(begin)

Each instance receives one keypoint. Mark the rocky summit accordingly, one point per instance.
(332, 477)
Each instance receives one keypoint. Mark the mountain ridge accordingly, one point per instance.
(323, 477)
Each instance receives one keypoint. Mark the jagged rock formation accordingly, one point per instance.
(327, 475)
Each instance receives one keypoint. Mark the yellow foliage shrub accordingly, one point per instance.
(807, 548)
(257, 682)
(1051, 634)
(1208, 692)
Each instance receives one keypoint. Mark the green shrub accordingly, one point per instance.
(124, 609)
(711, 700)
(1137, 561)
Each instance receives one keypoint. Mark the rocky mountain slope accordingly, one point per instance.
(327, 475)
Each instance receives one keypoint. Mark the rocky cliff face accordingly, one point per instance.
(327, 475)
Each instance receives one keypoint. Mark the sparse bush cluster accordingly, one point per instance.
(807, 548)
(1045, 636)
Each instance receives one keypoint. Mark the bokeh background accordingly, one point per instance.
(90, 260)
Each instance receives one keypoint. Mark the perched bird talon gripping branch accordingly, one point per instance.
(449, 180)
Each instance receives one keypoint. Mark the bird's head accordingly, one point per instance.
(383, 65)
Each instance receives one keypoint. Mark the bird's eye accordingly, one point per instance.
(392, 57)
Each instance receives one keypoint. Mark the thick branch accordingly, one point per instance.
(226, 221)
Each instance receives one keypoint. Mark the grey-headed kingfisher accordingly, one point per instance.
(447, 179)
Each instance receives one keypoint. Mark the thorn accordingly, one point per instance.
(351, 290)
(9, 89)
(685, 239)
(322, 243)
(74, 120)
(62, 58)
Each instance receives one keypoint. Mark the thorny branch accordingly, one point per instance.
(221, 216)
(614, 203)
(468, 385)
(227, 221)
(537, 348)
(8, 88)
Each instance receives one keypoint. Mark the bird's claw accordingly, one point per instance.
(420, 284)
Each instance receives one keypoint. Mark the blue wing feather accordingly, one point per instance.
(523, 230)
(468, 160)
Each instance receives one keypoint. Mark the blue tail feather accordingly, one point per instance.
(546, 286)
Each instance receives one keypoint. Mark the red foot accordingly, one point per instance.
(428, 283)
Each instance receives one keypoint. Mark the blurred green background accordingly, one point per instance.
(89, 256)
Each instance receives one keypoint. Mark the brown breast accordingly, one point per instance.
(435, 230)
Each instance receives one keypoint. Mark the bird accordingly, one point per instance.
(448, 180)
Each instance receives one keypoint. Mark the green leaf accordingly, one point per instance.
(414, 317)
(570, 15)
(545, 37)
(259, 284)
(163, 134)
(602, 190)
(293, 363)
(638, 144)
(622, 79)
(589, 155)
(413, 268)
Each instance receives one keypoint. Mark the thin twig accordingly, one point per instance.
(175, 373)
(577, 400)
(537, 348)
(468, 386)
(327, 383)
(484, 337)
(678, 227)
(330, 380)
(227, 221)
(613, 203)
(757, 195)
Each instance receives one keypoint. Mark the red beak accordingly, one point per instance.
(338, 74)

(end)
(begin)

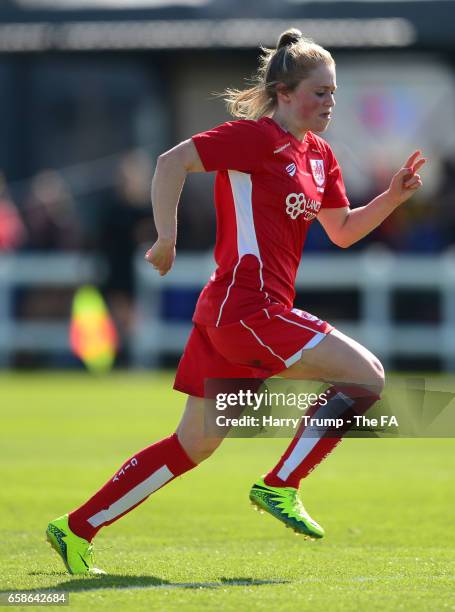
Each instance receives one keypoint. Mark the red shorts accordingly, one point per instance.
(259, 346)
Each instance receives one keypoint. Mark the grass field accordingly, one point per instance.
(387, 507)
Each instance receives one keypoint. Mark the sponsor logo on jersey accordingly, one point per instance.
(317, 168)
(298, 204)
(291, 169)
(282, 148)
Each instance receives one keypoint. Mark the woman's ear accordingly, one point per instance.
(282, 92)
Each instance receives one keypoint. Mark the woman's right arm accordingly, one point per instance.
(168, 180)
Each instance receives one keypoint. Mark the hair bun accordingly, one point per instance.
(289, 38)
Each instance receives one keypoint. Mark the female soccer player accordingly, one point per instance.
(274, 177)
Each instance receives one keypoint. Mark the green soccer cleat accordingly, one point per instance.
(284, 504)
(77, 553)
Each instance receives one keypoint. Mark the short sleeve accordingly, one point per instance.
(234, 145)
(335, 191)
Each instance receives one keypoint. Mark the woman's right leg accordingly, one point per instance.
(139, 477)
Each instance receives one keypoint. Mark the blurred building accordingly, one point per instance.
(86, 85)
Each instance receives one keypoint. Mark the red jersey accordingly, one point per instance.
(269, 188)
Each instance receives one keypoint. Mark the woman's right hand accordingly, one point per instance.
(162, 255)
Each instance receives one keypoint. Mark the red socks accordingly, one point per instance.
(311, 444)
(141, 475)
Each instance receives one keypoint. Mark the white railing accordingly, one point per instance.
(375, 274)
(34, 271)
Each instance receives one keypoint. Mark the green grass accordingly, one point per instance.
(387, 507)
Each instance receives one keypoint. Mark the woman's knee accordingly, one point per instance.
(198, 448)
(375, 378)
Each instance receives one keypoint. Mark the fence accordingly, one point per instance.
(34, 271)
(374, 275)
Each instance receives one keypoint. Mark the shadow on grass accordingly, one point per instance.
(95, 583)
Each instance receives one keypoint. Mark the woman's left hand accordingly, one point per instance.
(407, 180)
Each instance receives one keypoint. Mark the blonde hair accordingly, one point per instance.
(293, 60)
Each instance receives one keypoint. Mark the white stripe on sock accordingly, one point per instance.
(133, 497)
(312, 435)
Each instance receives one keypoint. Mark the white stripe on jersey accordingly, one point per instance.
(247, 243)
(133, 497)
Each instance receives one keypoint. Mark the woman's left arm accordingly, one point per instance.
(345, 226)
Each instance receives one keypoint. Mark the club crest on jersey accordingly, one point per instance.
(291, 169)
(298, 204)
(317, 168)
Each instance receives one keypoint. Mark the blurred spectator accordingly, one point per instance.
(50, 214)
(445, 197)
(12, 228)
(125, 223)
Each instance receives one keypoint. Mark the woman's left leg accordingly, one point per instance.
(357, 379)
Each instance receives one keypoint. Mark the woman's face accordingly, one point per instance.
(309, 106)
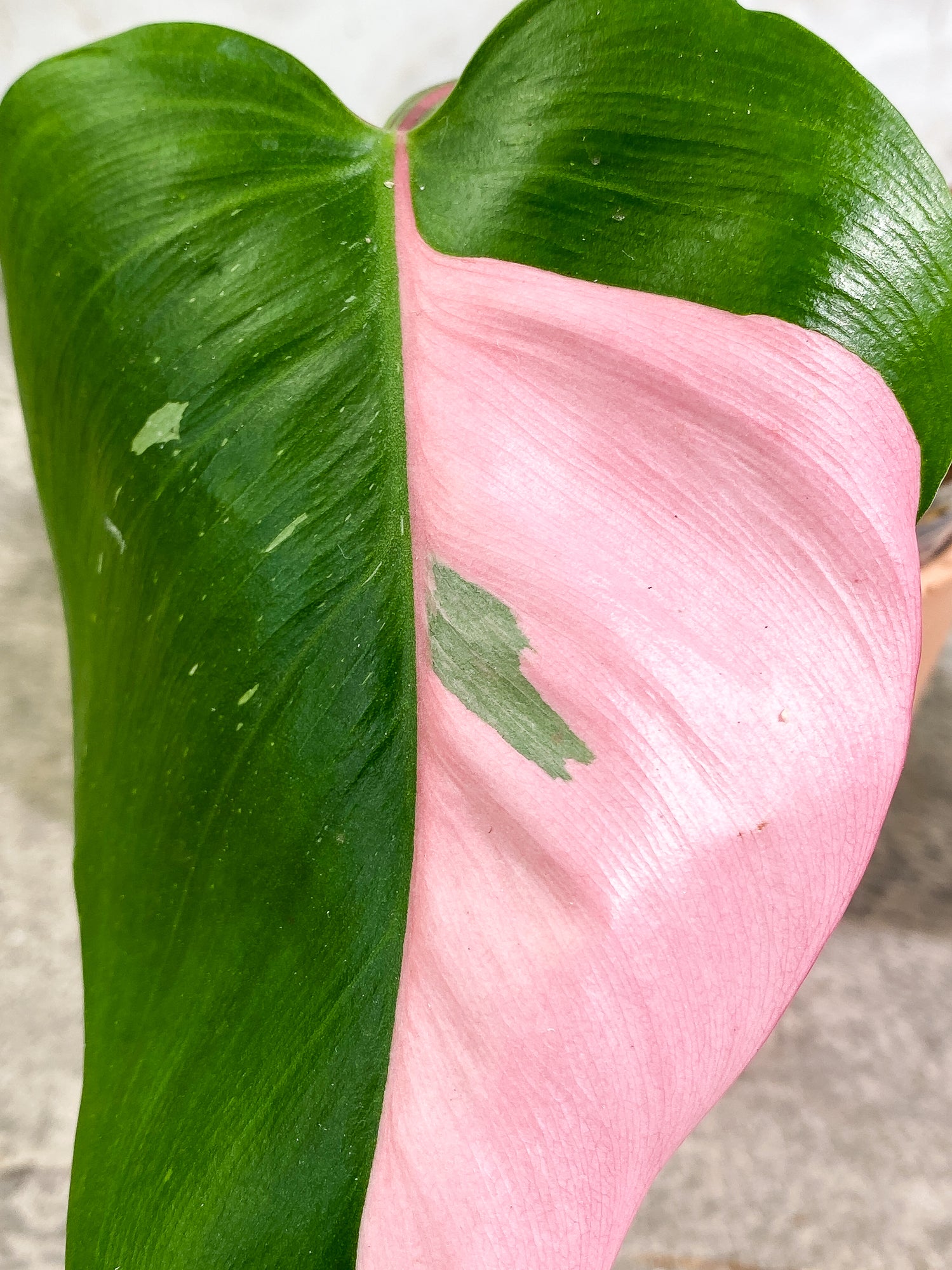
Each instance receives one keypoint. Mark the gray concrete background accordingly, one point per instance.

(end)
(begin)

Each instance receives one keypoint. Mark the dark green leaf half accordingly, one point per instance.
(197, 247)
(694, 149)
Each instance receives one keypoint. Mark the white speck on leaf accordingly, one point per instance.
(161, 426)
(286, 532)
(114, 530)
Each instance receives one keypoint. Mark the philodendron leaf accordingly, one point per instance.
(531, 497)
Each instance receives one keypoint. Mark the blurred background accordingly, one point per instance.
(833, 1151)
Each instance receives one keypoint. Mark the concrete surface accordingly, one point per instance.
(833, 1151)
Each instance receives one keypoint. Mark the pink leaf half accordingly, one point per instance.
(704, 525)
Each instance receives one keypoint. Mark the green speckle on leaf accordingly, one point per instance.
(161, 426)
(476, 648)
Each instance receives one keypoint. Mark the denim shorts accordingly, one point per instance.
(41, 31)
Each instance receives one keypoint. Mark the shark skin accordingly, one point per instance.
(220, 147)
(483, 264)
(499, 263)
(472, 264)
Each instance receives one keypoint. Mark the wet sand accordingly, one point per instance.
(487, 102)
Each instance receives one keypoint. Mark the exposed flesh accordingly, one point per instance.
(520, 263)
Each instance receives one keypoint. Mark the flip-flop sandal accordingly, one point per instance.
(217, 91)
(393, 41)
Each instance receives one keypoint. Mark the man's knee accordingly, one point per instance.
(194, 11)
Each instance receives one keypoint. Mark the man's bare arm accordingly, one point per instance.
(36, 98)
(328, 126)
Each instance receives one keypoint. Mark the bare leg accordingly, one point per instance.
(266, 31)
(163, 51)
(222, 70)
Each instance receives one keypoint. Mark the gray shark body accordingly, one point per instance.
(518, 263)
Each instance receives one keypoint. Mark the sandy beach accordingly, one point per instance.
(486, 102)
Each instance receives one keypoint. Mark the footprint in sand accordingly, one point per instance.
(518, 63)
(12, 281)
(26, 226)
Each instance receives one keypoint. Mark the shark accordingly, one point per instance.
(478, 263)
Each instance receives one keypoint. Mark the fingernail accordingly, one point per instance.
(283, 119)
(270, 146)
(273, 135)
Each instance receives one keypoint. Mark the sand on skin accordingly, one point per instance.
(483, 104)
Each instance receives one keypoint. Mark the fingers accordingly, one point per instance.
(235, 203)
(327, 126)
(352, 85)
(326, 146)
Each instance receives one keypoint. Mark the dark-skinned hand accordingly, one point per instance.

(end)

Pull out each line from the items above that contains the word "concrete", and copy those lines over without any changes.

Each instance receives one keypoint. Mark the gray concrete background accordingly, one point per instance.
Each instance receives one keypoint. Mark the concrete surface accordingly, one point per instance.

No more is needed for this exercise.